(Data listing)
++++++

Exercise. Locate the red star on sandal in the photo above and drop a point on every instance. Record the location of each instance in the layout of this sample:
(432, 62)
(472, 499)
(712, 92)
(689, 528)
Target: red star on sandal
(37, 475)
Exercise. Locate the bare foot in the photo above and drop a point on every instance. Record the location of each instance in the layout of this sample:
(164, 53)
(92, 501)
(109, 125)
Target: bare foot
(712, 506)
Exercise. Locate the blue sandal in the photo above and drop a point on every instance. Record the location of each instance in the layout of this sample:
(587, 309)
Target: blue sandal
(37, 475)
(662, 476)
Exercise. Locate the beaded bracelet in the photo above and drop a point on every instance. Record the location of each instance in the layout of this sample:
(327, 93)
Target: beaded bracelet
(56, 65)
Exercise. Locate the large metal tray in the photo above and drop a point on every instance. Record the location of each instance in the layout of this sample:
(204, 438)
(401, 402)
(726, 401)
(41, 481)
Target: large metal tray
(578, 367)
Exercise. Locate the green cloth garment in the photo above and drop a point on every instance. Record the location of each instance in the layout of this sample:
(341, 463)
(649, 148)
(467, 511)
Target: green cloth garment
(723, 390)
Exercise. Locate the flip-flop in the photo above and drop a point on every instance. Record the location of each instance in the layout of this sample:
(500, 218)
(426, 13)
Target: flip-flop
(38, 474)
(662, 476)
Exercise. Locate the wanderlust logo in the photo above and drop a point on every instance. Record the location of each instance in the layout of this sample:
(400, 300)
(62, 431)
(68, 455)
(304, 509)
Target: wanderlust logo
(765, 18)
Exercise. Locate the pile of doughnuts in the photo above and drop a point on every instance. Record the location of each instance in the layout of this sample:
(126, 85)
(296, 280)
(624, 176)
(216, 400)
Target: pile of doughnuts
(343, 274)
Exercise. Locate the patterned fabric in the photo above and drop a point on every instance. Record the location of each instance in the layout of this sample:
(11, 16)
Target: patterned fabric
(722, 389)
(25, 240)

++++++

[What to do]:
Please set down all the rows above again, word for word and line for line.

[Reply]:
Exercise. Locate the red star on sandal in the photo above and drop a point on every instance. Record the location of each instance in the layout of this sample:
(432, 62)
(472, 499)
(712, 92)
(689, 528)
Target: red star on sandal
(37, 475)
Exercise. Locate the bare foot in the photo above and drop a point on every instance. Record the location of each instance in the layout of this sample:
(164, 53)
(92, 501)
(109, 125)
Target: bare foot
(712, 506)
Exercise. Locate the blue sandal in the photo above and drop a point on every instance. Record the location of each instance in the layout of this sample:
(587, 309)
Target: blue sandal
(37, 475)
(662, 476)
Exercise. Locate the beaded bracelet in the photo above and drop a point on every instance. Record the location of each instance in the layout of this sample:
(327, 93)
Target: beaded bracelet
(56, 65)
Exercise. Locate the large metal tray in the photo above and drop a point on every instance. Record the location of each instance in the layout of this sample:
(204, 438)
(401, 402)
(726, 401)
(41, 481)
Target: large metal tray
(578, 367)
Exercise. Locate the green cloth garment in the photo above and drop a point on every instance. Record the location of each instance in the layout of this sample:
(341, 463)
(649, 148)
(467, 511)
Target: green cloth garment
(723, 390)
Exercise. Locate the flip-flop in the photo above and drop a point on every instance. Record the location of each instance in the layout of this sample:
(500, 218)
(426, 13)
Target: flip-flop
(38, 474)
(662, 476)
Exercise. Locate the wanderlust logo in the photo above and drop a point on every instance. Record the location of each instance in the layout of this sample:
(400, 300)
(62, 431)
(68, 455)
(304, 509)
Target: wanderlust logo
(765, 18)
Exercise. Locate the pile of doughnuts in the photo above and drop a point on every instance. Record the location of each instance in the layout of this sample:
(126, 85)
(296, 280)
(624, 176)
(216, 400)
Target: pile of doughnuts
(343, 274)
Exercise. Locate the patterned fabric in the photo above and drop a point on every instance. Record the location of each instance in the layout of this sample:
(11, 16)
Target: patterned fabric
(722, 389)
(25, 240)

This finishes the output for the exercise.